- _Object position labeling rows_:
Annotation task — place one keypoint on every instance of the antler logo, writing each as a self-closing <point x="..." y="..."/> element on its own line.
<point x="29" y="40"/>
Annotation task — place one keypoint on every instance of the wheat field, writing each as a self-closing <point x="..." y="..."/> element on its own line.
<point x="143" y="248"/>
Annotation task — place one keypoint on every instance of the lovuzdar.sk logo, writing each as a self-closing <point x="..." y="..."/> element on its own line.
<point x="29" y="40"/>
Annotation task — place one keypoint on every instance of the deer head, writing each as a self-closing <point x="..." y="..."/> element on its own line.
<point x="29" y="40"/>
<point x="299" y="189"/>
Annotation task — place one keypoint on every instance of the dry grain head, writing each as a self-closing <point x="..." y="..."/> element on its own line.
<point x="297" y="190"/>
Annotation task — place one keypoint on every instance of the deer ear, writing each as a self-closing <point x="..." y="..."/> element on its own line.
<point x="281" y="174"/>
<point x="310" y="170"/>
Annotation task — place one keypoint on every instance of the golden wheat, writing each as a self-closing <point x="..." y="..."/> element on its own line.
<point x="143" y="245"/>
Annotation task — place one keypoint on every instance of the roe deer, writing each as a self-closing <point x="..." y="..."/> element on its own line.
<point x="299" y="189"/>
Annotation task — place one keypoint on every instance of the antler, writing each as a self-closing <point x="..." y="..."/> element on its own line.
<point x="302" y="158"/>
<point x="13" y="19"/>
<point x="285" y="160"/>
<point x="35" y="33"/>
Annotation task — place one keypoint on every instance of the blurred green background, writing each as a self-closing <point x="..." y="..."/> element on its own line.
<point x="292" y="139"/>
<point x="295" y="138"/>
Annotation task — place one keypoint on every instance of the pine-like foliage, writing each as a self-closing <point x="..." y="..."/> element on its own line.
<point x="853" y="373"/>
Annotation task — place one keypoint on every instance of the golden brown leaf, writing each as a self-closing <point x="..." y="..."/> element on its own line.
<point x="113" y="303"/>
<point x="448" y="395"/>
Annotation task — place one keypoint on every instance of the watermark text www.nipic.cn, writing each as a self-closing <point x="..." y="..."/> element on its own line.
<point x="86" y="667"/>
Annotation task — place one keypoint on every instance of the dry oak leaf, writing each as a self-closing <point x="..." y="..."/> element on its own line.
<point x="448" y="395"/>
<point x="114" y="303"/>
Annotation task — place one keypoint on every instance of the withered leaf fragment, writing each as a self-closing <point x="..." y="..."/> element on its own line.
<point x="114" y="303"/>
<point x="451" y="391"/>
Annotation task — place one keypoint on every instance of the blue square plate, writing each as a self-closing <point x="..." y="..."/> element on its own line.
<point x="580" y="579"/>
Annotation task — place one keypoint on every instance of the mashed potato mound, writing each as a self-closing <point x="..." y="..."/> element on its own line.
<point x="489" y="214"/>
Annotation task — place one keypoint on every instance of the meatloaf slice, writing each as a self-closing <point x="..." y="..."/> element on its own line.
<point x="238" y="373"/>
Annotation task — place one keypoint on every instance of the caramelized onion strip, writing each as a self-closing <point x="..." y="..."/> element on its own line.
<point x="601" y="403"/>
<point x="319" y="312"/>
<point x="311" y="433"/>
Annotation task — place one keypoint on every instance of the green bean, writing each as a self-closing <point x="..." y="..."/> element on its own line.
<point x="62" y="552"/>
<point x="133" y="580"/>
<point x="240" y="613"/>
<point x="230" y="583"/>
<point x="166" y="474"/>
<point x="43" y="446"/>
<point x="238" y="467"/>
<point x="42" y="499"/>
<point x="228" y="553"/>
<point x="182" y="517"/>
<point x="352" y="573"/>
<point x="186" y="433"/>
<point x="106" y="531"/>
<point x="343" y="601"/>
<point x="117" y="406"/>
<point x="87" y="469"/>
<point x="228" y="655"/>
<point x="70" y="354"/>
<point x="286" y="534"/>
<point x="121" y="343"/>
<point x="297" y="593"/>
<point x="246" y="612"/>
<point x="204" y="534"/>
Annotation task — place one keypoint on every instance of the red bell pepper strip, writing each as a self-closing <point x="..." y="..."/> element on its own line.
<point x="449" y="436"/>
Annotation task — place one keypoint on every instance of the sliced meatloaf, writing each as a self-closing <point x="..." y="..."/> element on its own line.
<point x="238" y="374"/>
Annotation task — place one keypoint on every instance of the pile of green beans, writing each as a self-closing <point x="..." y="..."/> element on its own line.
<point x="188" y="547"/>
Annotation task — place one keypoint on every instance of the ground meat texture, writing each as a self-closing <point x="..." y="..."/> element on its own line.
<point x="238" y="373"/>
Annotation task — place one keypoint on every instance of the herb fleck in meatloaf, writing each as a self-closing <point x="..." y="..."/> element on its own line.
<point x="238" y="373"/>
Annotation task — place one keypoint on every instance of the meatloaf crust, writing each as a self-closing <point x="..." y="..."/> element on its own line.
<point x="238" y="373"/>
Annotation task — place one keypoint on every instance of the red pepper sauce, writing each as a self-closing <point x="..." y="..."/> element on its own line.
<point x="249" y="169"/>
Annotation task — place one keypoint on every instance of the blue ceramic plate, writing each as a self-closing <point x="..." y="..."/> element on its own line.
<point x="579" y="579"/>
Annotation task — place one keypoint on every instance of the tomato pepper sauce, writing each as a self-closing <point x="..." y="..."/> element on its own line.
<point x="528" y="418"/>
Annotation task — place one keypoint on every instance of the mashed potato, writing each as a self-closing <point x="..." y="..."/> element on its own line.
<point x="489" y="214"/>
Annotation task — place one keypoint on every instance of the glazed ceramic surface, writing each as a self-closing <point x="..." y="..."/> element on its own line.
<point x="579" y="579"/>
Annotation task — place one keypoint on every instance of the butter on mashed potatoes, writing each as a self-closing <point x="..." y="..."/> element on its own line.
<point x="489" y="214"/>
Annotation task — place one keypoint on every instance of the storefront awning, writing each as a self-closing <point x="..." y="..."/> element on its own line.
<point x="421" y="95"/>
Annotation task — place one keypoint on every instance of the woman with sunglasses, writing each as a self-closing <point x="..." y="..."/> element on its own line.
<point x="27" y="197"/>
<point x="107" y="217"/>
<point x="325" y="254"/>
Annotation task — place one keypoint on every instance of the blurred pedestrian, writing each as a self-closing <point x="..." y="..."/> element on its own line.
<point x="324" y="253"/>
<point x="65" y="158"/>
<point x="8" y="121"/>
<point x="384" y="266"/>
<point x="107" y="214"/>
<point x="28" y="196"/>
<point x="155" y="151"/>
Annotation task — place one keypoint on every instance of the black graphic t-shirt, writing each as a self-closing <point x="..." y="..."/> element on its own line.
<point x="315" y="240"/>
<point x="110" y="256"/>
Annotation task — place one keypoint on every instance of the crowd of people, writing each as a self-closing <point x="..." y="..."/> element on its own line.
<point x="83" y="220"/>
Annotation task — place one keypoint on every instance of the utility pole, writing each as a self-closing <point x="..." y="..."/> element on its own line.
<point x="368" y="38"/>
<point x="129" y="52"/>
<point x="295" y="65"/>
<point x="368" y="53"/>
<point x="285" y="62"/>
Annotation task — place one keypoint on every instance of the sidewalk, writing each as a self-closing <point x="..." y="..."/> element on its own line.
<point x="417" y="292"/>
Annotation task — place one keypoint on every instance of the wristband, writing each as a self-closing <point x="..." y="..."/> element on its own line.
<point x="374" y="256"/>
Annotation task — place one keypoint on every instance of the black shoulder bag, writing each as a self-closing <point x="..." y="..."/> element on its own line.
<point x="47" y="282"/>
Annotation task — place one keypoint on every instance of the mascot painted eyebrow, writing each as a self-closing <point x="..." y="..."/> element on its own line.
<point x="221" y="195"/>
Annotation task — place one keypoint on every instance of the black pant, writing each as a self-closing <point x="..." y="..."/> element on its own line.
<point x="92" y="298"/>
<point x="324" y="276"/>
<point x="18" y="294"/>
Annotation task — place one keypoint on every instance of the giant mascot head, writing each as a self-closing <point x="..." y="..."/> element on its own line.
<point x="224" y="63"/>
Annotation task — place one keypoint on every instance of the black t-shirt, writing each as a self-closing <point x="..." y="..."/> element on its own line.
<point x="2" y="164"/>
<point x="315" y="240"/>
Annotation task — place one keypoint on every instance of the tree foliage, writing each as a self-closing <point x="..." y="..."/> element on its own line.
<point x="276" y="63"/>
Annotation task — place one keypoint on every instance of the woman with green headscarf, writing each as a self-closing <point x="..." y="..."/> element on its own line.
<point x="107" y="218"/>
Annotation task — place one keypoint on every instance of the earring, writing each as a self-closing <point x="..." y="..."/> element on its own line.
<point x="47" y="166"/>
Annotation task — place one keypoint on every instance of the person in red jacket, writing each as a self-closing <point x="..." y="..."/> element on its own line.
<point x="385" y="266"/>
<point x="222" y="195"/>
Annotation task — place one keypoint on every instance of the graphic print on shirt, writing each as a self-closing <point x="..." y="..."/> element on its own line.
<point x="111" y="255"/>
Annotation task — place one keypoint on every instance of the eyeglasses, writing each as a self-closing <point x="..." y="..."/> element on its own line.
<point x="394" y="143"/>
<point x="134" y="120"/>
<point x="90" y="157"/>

- _Stated task_:
Copy out the lines word for word, beginning with the line that contains "the eyeglasses, writing" and going through the end of the rows.

- _Problem solution_:
Annotation task — place one keypoint on every instance of the eyeglasses, writing each as a self-closing <point x="..." y="..."/> element on its own line.
<point x="394" y="143"/>
<point x="134" y="120"/>
<point x="90" y="157"/>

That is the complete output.